◆ TEXT PASSAGE
---------------
# Tiddy Bear...WTF????



## Bosco578 (Dec 3, 2008)

http://www.youtube.com/watch?v=HJUBFkVrk9s


----------



## reaper (Dec 3, 2008)

Gotta give them an A+ for marketing!


----------



## aussieemt1980 (Dec 3, 2008)

I hope no one thinks that I am too rude, but I want to be reincarnated as a tiddy bear!


----------



## Sasha (Dec 3, 2008)

that's a joke, right? They aren't serious?


----------



## Scout (Dec 3, 2008)

is anyone elde hearing a TT where the DD is?


----------



## FF894 (Dec 3, 2008)

Scout said:


> is anyone elde hearing a TT where the DD is?



I think he is even saying it exactly at the right moment when the TT is in the camera shot....


Just think, the inventer is probably making more than all of us.


----------



## Scout (Dec 3, 2008)

FF894 said:


> I think he is even saying it exactly at the right moment when the TT is in the camera shot....




You mean when the DD is in the shot?
---------------
◆ SUPPLIED MATERIAL
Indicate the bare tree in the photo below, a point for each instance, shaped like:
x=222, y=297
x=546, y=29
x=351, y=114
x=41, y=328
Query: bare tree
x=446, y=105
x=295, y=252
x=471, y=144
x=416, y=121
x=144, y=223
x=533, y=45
---------------
◆ JOB A
In the Tiddy Bear forum thread, what are the answers to these?
(i) What grade does reaper give for marketing?
(ii) What does aussieemt1980 want to be reincarnated as?
(iii) According to FF894, who is probably making more than all of them?
◆ JOB B
Can you quote the Tiddy Bear forum thread between "## reaper (Dec" and "a tiddy bear!", inclusive?
◆ JOB C
Could you continue the Tiddy Bear forum thread from its last post?

◆ TASK ANSWER A
(i) An A+.
(ii) A tiddy bear.
(iii) The inventor.

◆ TASK ANSWER B
## reaper (Dec 3, 2008)

Gotta give them an A+ for marketing!


----------



## aussieemt1980 (Dec 3, 2008)

I hope no one thinks that I am too rude, but I want to be reincarnated as a tiddy bear!

◆ TASK ANSWER C
----------



## Sasha (Dec 3, 2008)

You know, this isn't a new invention or anything, just the first one I've seen in the shape of a bear. There are such things as shoulder pads for your seat belt.


----------



## rhan101277 (Dec 4, 2008)

http://tiddybearcomfortstrap.com/

lol


----------



## Redemption (Dec 21, 2008)

Sasha said:


> You know, this isn't a new invention or anything, just the first one I've seen in the shape of a bear. There are such things as shoulder pads for your seat belt.



Who wants that when you can have a Tiddy Bear? HAHA This cracked me up the first time I saw it on TV.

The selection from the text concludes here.